The Cuisine Prediction System is the user's interface to the predictive model and K-Nearest Neighbor search. The system will load the data and it will take about 1-2 minutes. Then the user has two initial options, to either proceed to the system or exit. If the user inputs any other option then the system will tell the user it was invalid input and then it will allow the user to input the options again until they enter a valid input. When the user selects the to proceed, the system will prompt the user to enter an ingredient and press enter to add it to their list of ingredients of their recipe. Each ingredient must be entered on a new line. Multiple ingredeints should not be added at once. When the user is done with entering ingredients they must enter in the number 5. This will then predict their cuisine based on the predicitive model, and then perform K-Nearest Neighbor search. It will then spit out the prediction and the two nearest cuisine IDs.

How to run:

Please note - the project2 project folder is contained in another directory called project2_silv6928. This was done for submission purposes.
First make sure all of the requirements, in the requirements.txt file, (see below) are satisfied. This can be done through a virtual environment.
Next make sure the the project2 project folder is saved to your home directory (~/).
Utilize the following command in the Linux Command Terminal.

python3 ./project2/main.py

This will run the program utilizing python3 that you have loaded in your virtual environment (make sure virtual env is activated).

The user interface will then begin, data will be loaded. Then you will be prompted to proceed. 1 - to proceed, 0 - to exit. Enter 1. Then you can enter ingredients one by one. For example, I type in salt, then I click ENTER. Then I type in milk, then I click ENTER. When you are done entering ingredients enter the number 5 into the interface. This will then run the prediction and K-Nearest Neighbor. The K-Nearest Neighbor takes about a minute to run. When this is performed it will take you back to the start and you can run it again.

Test Case:

Italian cheese
Italian bread
Italian seasoned breadcrumbs
Italian turkey sausage
Italian parsley leaves

This will return ['italian'] and two recipe IDs. I used this a lot for testing.

Assumptions:

No need to re-run Phase 1 in Phase 2 since the Phase 1 was already turned in and Phase 2 has different requirements

A recipe was a "document", and each ingredient is a feautre.

The yummly.json data was downloaded locally.

Requirements:
Please see the requirements.txt file in the project folder in order to know what packages are needed to run this package
You can utilize a virtual environment to download certain packaging requirements and run the program while the virtual environment is activated.
Please make sure you have internet connection.

Works Cited:

The sentdex videos from Unit 8 was a huge help on how to create/generate feature sets based on "documents". The videos can be found on sentdex's youtube channel.

https://www.youtube.com/channel/UCfzlCWGWYyIQ0aLC5w48gBQ

Yummly.com Data set by Jovanovik, Bogojeska, Trajanov, Kocarev

##################################################################
############## PHASE 1 README BELOW ##############################

Project 2 Phase 1
CS 5970
by: Tony Silva
email: [email protected]

Project2:

For Project 2 Phase 1 clustering was performed against the Nature.com dataset provided in the class. The nature data came in a format that had ingredients of food and the number of shared compounds between them. The data was transformed into a distance matrix and fed into a K-Means Clustering algorithm. In order to visual the data better, the distance matrix had dimensionality reduction performed against it to generate two Princple Components that were plotted on a 2D graph. The graph then colored each data point to its assigned cluster. The canoncial labels were added in a legend in the graph. The labels were generated by taking two random ingredients from each cluster and concatenating them into a string.

» TASK STATEMENT
Print the passage of the cuisine prediction README above, from "First make sure" up to and including "home directory (~/).", without changing a word.

» DATA SHOWN
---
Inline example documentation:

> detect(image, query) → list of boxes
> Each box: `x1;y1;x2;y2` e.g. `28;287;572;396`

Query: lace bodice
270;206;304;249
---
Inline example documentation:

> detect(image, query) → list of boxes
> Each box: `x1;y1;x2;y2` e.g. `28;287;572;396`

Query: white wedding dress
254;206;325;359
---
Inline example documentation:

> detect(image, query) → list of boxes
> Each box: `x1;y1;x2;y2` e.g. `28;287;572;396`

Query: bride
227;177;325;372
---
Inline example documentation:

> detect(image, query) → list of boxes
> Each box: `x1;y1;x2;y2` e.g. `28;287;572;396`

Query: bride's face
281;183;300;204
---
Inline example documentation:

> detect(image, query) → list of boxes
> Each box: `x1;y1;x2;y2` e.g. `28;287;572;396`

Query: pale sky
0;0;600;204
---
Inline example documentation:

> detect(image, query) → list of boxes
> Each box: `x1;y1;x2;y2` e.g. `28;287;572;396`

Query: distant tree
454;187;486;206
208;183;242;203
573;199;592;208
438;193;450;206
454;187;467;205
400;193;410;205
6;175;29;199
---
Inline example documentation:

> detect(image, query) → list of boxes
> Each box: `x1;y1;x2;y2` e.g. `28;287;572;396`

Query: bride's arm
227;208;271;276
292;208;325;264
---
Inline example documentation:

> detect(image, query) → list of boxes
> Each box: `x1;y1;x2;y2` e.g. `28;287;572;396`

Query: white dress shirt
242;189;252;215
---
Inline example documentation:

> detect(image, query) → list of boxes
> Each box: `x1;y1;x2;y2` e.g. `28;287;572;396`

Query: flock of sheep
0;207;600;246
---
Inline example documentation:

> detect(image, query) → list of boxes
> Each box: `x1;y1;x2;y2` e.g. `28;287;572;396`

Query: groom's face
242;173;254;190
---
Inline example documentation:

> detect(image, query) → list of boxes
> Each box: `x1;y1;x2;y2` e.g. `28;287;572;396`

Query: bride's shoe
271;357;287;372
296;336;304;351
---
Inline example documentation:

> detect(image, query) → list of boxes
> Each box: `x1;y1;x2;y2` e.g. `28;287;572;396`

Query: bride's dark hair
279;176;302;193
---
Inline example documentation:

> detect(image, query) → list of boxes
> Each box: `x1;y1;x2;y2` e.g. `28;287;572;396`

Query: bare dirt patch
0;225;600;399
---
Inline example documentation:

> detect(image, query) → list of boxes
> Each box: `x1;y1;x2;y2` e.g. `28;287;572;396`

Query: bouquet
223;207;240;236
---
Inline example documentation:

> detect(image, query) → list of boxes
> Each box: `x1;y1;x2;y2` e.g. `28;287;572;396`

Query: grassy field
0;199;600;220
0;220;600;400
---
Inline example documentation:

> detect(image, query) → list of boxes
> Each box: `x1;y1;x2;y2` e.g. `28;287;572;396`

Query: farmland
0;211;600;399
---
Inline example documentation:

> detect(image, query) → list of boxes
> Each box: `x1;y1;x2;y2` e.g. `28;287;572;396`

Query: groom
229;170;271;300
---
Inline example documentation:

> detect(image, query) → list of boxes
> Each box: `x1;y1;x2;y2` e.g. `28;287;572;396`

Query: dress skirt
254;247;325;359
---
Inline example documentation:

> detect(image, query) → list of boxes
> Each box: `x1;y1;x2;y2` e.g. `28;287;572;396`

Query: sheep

» TASK RESPONSE
First make sure all of the requirements, in the requirements.txt file, (see below) are satisfied. This can be done through a virtual environment.
Next make sure the the project2 project folder is saved to your home directory (~/).